To do:
a – In the room acoustics post below, which measurement tool is named as the best way to image the region above about 250 Hz?
b – Using the room acoustics post below, explain why applying less than adequate broadband absorption makes things worse.

You are lumping many issues into one and then assuming that a single measurement that is useful for one aspect of behavior is somehow capable of illuminating all other aspects of behavior.

And in particular, you are employing the wrong tool to evaluate specular behavior in a room. You are using the waterfall plot when the ETC response is the more appropriate tool to evaluate specular behavior that polys impact...

The measurement tools is not a substitution for learning and understanding the concepts underlying the various aspects of behavior and then using the tools to help ascertain the behavior of the system as an aide to determining various appropriate courses of action as well as the followup proof of performance functions to determine the degree of success that the various treatments (or other adjustments) may have affected.

Very simply, waterfall plots from 0 Hz-~250 Hz are useful for determining modal behavior - the resonant frequencies, their relative gain, spatial distribution within the space, etc..

Various options exist to moderate such behavior, ranging from room dimensions, to seating location, to porous bass traps to tuned resonant bass traps to the limited use of EQ (to moderate peaks below ~80 Hz).

Above the modal range (and the imaginary dividing point often referred to as the Schroeder critical frequency, Fc, is the specular range, where sound behaves as if it consists of focused rays.

This region above ~250 Hz is best imaged by the use of the ETC response., which shows the arrival times and gain of each direct and indirect energy at a measurement position; from which can be determined the distance of travel, specific vector pathways, points of boundary incidence, and the spatial and temporal qualities of the various specular energy arrivals. Only one source is driven at a time for each ETC response.

Typically, broadband (~250 Hz - ~5kHz+) absorption, diffusion, &/or redirection (reflection) is used surgically to variously control specular behavior. In other words, the goal is NOT to eliminate all reflections, but rather to identify and to surgically control only high gain destructive reflections! 

Indiscriminately applying adequate broadband absorption (4" thick ~3lb/ft^3 Fiberglas or 4 lb/ft^3 mineral wool panels spaced 4" from the wall) results in a dead room; or worse, applying less than adequate broadband absorption - meaning panels less than 4" thick panels spaced 4" from the wall - results in an overly dead room where the specular energy is not effectively absorbed - in other words, the indirect energy is effectively EQ'd and only the high frequency component is absorbed, leaving the low-mid portion to reflect which then colors the direct sound when it combines (superposes) at the listening position - further compromising issues.

Entries:

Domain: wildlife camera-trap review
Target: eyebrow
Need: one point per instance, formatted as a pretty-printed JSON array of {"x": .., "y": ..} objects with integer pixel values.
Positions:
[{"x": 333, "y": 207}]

Task answers:
a – The ETC response.

b – Panels thinner than 4 inches, spaced 4 inches from the wall, absorb only the high-frequency part of the indirect energy. The low-mid portion keeps reflecting and colors the direct sound when the two combine at the listening position.